Invoergegevens
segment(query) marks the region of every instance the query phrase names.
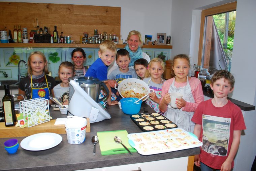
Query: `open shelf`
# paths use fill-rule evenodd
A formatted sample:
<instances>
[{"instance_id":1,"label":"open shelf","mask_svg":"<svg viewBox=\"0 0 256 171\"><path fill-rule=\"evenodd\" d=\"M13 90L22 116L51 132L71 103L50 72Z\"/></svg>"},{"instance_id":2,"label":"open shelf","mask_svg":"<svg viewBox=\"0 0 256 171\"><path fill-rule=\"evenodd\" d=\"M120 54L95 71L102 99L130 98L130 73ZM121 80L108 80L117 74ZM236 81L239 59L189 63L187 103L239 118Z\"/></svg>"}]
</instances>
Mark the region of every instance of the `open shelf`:
<instances>
[{"instance_id":1,"label":"open shelf","mask_svg":"<svg viewBox=\"0 0 256 171\"><path fill-rule=\"evenodd\" d=\"M99 48L99 44L63 43L0 43L0 48ZM117 45L118 48L124 48L125 45ZM172 46L144 45L142 48L172 49Z\"/></svg>"}]
</instances>

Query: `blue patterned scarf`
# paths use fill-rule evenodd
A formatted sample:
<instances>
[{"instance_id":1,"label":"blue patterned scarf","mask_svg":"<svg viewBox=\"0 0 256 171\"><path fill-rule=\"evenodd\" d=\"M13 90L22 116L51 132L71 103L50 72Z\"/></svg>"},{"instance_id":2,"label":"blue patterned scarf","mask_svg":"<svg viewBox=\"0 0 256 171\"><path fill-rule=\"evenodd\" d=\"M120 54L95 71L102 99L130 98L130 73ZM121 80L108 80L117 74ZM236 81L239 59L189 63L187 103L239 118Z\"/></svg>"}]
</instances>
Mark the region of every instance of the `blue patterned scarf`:
<instances>
[{"instance_id":1,"label":"blue patterned scarf","mask_svg":"<svg viewBox=\"0 0 256 171\"><path fill-rule=\"evenodd\" d=\"M131 58L131 62L129 64L129 66L132 66L134 65L134 62L139 59L142 58L142 51L140 49L140 47L139 46L138 49L136 52L133 52L129 49L128 44L124 47L124 48L128 51L130 54L130 58Z\"/></svg>"}]
</instances>

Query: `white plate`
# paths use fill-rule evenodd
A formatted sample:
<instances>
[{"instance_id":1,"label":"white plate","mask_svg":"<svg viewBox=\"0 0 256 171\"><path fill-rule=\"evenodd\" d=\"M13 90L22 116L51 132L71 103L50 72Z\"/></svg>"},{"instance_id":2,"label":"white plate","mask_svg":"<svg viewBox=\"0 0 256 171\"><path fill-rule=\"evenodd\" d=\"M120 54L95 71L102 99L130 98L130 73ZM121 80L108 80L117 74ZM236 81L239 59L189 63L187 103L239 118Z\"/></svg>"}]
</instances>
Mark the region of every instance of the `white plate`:
<instances>
[{"instance_id":1,"label":"white plate","mask_svg":"<svg viewBox=\"0 0 256 171\"><path fill-rule=\"evenodd\" d=\"M52 148L62 140L61 136L57 133L37 133L24 138L21 142L21 146L27 150L39 151Z\"/></svg>"}]
</instances>

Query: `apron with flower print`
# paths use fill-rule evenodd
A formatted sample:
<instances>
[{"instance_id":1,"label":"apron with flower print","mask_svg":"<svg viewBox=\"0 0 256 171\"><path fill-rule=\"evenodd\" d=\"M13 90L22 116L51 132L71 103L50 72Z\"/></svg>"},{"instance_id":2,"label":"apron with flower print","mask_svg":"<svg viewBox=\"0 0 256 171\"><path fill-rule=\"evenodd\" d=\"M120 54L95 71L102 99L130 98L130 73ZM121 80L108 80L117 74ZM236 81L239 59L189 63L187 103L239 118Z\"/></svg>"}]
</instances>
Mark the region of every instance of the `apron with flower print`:
<instances>
[{"instance_id":1,"label":"apron with flower print","mask_svg":"<svg viewBox=\"0 0 256 171\"><path fill-rule=\"evenodd\" d=\"M50 96L50 90L49 89L46 76L45 75L44 76L45 77L46 84L47 85L47 86L40 89L33 88L33 83L32 83L32 76L31 77L31 87L32 89L30 99L35 99L36 98L38 98L39 97L44 98L46 99L50 99L49 96Z\"/></svg>"},{"instance_id":2,"label":"apron with flower print","mask_svg":"<svg viewBox=\"0 0 256 171\"><path fill-rule=\"evenodd\" d=\"M170 86L168 93L173 92L179 93L183 95L182 98L185 101L195 103L188 76L187 76L187 85L184 87L177 88L174 86L175 81L175 78ZM191 119L194 112L189 112L183 111L181 109L173 108L171 107L170 104L168 104L167 107L167 110L164 114L164 116L177 124L178 128L182 128L188 132L193 132L195 124L191 121Z\"/></svg>"},{"instance_id":3,"label":"apron with flower print","mask_svg":"<svg viewBox=\"0 0 256 171\"><path fill-rule=\"evenodd\" d=\"M148 85L149 85L149 83L151 81L151 78L149 80L149 82L148 82ZM162 80L162 87L163 86L163 80ZM155 91L155 92L156 93L156 97L158 98L158 99L160 99L161 98L161 93L162 93L162 87L161 87L161 90L156 90L156 89L153 89L154 90L154 91ZM150 88L151 89L151 88ZM152 100L151 99L149 98L147 99L147 100L146 100L146 101L145 102L146 103L146 104L149 106L150 107L151 107L157 113L159 113L159 108L158 108L158 106L159 106L159 104L155 102L153 100Z\"/></svg>"}]
</instances>

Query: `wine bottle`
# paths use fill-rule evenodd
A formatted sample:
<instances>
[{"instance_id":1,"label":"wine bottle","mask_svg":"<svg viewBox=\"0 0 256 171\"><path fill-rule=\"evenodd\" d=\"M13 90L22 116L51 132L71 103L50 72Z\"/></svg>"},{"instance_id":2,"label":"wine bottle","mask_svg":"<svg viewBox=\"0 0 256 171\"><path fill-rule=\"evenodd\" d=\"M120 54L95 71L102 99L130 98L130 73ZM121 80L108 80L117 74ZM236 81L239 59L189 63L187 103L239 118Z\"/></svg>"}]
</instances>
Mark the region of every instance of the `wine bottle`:
<instances>
[{"instance_id":1,"label":"wine bottle","mask_svg":"<svg viewBox=\"0 0 256 171\"><path fill-rule=\"evenodd\" d=\"M36 28L36 34L39 35L40 34L40 28L39 25L37 25Z\"/></svg>"},{"instance_id":2,"label":"wine bottle","mask_svg":"<svg viewBox=\"0 0 256 171\"><path fill-rule=\"evenodd\" d=\"M3 108L5 126L15 125L15 112L14 110L13 97L10 94L10 86L4 85L5 95L3 98Z\"/></svg>"},{"instance_id":3,"label":"wine bottle","mask_svg":"<svg viewBox=\"0 0 256 171\"><path fill-rule=\"evenodd\" d=\"M43 28L41 27L40 28L40 33L39 33L40 35L42 35L43 34Z\"/></svg>"},{"instance_id":4,"label":"wine bottle","mask_svg":"<svg viewBox=\"0 0 256 171\"><path fill-rule=\"evenodd\" d=\"M17 30L17 26L16 25L14 26L13 30L13 39L14 43L18 43L18 30Z\"/></svg>"},{"instance_id":5,"label":"wine bottle","mask_svg":"<svg viewBox=\"0 0 256 171\"><path fill-rule=\"evenodd\" d=\"M21 25L19 25L18 30L18 43L22 43L22 39L21 37L22 32L21 29Z\"/></svg>"},{"instance_id":6,"label":"wine bottle","mask_svg":"<svg viewBox=\"0 0 256 171\"><path fill-rule=\"evenodd\" d=\"M49 76L52 76L52 67L51 66L51 63L49 63L49 66L48 66L48 71L49 71L49 74L48 75Z\"/></svg>"},{"instance_id":7,"label":"wine bottle","mask_svg":"<svg viewBox=\"0 0 256 171\"><path fill-rule=\"evenodd\" d=\"M57 31L57 26L54 26L54 31L53 31L53 43L58 43L58 32Z\"/></svg>"}]
</instances>

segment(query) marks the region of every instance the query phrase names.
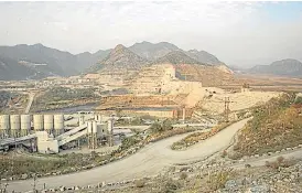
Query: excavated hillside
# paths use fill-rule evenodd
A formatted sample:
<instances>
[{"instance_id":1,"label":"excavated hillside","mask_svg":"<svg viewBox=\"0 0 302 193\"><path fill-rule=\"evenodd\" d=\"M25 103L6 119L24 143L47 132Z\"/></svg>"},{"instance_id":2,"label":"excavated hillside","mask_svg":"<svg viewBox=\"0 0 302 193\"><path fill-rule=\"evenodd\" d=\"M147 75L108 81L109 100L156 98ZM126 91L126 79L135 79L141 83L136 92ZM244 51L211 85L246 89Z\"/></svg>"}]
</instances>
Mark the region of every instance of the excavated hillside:
<instances>
[{"instance_id":1,"label":"excavated hillside","mask_svg":"<svg viewBox=\"0 0 302 193\"><path fill-rule=\"evenodd\" d=\"M223 86L236 82L233 72L225 66L179 64L175 68L180 79L202 82L203 86Z\"/></svg>"}]
</instances>

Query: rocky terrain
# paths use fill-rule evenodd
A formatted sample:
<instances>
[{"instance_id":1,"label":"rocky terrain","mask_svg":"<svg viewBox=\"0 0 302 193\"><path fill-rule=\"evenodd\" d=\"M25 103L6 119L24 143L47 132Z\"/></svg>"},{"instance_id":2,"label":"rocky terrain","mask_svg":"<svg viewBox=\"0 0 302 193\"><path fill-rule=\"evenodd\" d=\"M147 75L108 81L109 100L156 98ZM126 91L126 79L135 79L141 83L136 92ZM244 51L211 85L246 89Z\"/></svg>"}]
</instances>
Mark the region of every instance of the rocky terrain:
<instances>
[{"instance_id":1,"label":"rocky terrain","mask_svg":"<svg viewBox=\"0 0 302 193\"><path fill-rule=\"evenodd\" d=\"M302 77L302 63L293 58L276 61L270 65L258 65L247 71L255 74Z\"/></svg>"},{"instance_id":2,"label":"rocky terrain","mask_svg":"<svg viewBox=\"0 0 302 193\"><path fill-rule=\"evenodd\" d=\"M185 52L190 57L205 64L211 65L223 65L224 63L220 62L215 55L209 54L205 51L197 51L197 50L190 50Z\"/></svg>"},{"instance_id":3,"label":"rocky terrain","mask_svg":"<svg viewBox=\"0 0 302 193\"><path fill-rule=\"evenodd\" d=\"M128 60L126 57L118 58L119 52L112 50L100 50L96 53L84 52L74 55L42 44L0 46L0 79L40 79L54 75L69 76L94 72L93 69L101 68L101 64L112 65L114 63L117 63L116 65L127 63L131 67L134 64L137 67L137 65L143 65L148 61L154 62L174 51L183 52L199 63L220 64L214 55L207 52L195 50L186 52L168 42L157 44L141 42L133 44L128 50L122 46L122 50L119 52L125 52L123 54L128 56Z\"/></svg>"},{"instance_id":4,"label":"rocky terrain","mask_svg":"<svg viewBox=\"0 0 302 193\"><path fill-rule=\"evenodd\" d=\"M129 50L139 56L147 58L148 61L155 61L157 58L160 58L170 52L181 51L181 49L179 49L176 45L173 45L169 42L153 44L145 41L131 45Z\"/></svg>"},{"instance_id":5,"label":"rocky terrain","mask_svg":"<svg viewBox=\"0 0 302 193\"><path fill-rule=\"evenodd\" d=\"M98 73L122 73L126 71L139 71L145 66L148 61L134 54L123 45L117 45L103 61L90 67L91 72Z\"/></svg>"}]
</instances>

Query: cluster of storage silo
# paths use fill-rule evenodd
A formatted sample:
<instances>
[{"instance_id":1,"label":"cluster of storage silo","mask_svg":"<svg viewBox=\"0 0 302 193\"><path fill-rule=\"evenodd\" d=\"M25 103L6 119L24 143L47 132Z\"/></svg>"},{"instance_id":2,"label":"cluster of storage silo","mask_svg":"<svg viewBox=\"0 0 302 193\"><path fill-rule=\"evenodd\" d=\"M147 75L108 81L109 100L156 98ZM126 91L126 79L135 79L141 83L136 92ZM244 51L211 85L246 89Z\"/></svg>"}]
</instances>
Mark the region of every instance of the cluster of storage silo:
<instances>
[{"instance_id":1,"label":"cluster of storage silo","mask_svg":"<svg viewBox=\"0 0 302 193\"><path fill-rule=\"evenodd\" d=\"M33 130L45 130L48 133L61 135L64 132L63 115L33 115ZM18 138L30 135L30 115L1 115L0 116L0 137Z\"/></svg>"}]
</instances>

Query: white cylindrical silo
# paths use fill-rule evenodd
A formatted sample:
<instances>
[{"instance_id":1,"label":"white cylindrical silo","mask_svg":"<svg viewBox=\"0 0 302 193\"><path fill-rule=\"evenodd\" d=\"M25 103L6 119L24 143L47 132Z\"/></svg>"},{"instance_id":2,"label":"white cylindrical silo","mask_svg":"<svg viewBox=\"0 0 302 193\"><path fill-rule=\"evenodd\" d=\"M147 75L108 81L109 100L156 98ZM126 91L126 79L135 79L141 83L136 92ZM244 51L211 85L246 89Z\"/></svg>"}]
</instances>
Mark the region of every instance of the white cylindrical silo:
<instances>
[{"instance_id":1,"label":"white cylindrical silo","mask_svg":"<svg viewBox=\"0 0 302 193\"><path fill-rule=\"evenodd\" d=\"M44 130L44 117L43 115L33 116L33 129L35 131Z\"/></svg>"},{"instance_id":2,"label":"white cylindrical silo","mask_svg":"<svg viewBox=\"0 0 302 193\"><path fill-rule=\"evenodd\" d=\"M101 122L101 119L103 119L103 118L101 118L101 115L98 115L97 117L98 117L98 118L97 118L97 119L98 119L98 122Z\"/></svg>"},{"instance_id":3,"label":"white cylindrical silo","mask_svg":"<svg viewBox=\"0 0 302 193\"><path fill-rule=\"evenodd\" d=\"M19 137L21 131L20 115L10 116L11 137Z\"/></svg>"},{"instance_id":4,"label":"white cylindrical silo","mask_svg":"<svg viewBox=\"0 0 302 193\"><path fill-rule=\"evenodd\" d=\"M54 130L56 136L64 132L64 115L54 115Z\"/></svg>"},{"instance_id":5,"label":"white cylindrical silo","mask_svg":"<svg viewBox=\"0 0 302 193\"><path fill-rule=\"evenodd\" d=\"M114 118L108 119L108 131L109 133L114 131Z\"/></svg>"},{"instance_id":6,"label":"white cylindrical silo","mask_svg":"<svg viewBox=\"0 0 302 193\"><path fill-rule=\"evenodd\" d=\"M84 125L84 124L85 124L84 116L80 116L80 117L78 118L78 125L82 126L82 125Z\"/></svg>"},{"instance_id":7,"label":"white cylindrical silo","mask_svg":"<svg viewBox=\"0 0 302 193\"><path fill-rule=\"evenodd\" d=\"M26 136L31 130L31 116L21 115L21 136Z\"/></svg>"},{"instance_id":8,"label":"white cylindrical silo","mask_svg":"<svg viewBox=\"0 0 302 193\"><path fill-rule=\"evenodd\" d=\"M93 121L93 133L97 133L97 121Z\"/></svg>"},{"instance_id":9,"label":"white cylindrical silo","mask_svg":"<svg viewBox=\"0 0 302 193\"><path fill-rule=\"evenodd\" d=\"M10 135L10 116L1 115L0 117L0 138L8 138Z\"/></svg>"},{"instance_id":10,"label":"white cylindrical silo","mask_svg":"<svg viewBox=\"0 0 302 193\"><path fill-rule=\"evenodd\" d=\"M44 115L44 130L51 133L53 129L54 129L54 116Z\"/></svg>"},{"instance_id":11,"label":"white cylindrical silo","mask_svg":"<svg viewBox=\"0 0 302 193\"><path fill-rule=\"evenodd\" d=\"M98 115L95 115L95 120L98 121Z\"/></svg>"}]
</instances>

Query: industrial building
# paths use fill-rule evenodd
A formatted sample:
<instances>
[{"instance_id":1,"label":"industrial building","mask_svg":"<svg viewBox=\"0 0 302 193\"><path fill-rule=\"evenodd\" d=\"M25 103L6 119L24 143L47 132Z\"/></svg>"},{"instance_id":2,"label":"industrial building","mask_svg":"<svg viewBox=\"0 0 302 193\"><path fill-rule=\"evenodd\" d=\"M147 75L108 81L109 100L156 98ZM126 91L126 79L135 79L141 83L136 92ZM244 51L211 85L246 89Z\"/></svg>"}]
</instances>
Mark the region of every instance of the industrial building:
<instances>
[{"instance_id":1,"label":"industrial building","mask_svg":"<svg viewBox=\"0 0 302 193\"><path fill-rule=\"evenodd\" d=\"M18 146L31 151L58 153L60 148L76 140L86 142L89 149L114 146L114 118L103 120L100 115L79 116L77 126L64 124L64 115L1 115L0 150Z\"/></svg>"}]
</instances>

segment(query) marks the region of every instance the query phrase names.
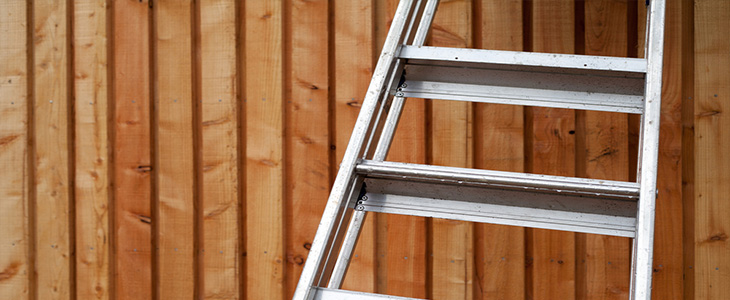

Gegeven opdracht
Zoek in de rijen hierboven alle regels waarin het woord "patterned" staat, en schrijf elk van die regels over.

Resultaat opdracht
Query: `blue patterned scarf`
[{"instance_id":1,"label":"blue patterned scarf","mask_svg":"<svg viewBox=\"0 0 256 171\"><path fill-rule=\"evenodd\" d=\"M13 90L22 116L51 132L71 103L50 72Z\"/></svg>"},{"instance_id":2,"label":"blue patterned scarf","mask_svg":"<svg viewBox=\"0 0 256 171\"><path fill-rule=\"evenodd\" d=\"M120 54L95 71L102 99L130 98L130 73ZM121 80L108 80L117 74ZM236 81L239 59L189 63L187 103L239 118Z\"/></svg>"}]
Mark the region of every instance of the `blue patterned scarf`:
[{"instance_id":1,"label":"blue patterned scarf","mask_svg":"<svg viewBox=\"0 0 256 171\"><path fill-rule=\"evenodd\" d=\"M131 58L131 62L129 64L129 66L132 66L134 65L134 62L139 59L142 58L142 51L140 49L140 47L139 46L138 49L136 52L133 52L129 49L128 44L124 47L124 48L128 51L130 54L130 58Z\"/></svg>"}]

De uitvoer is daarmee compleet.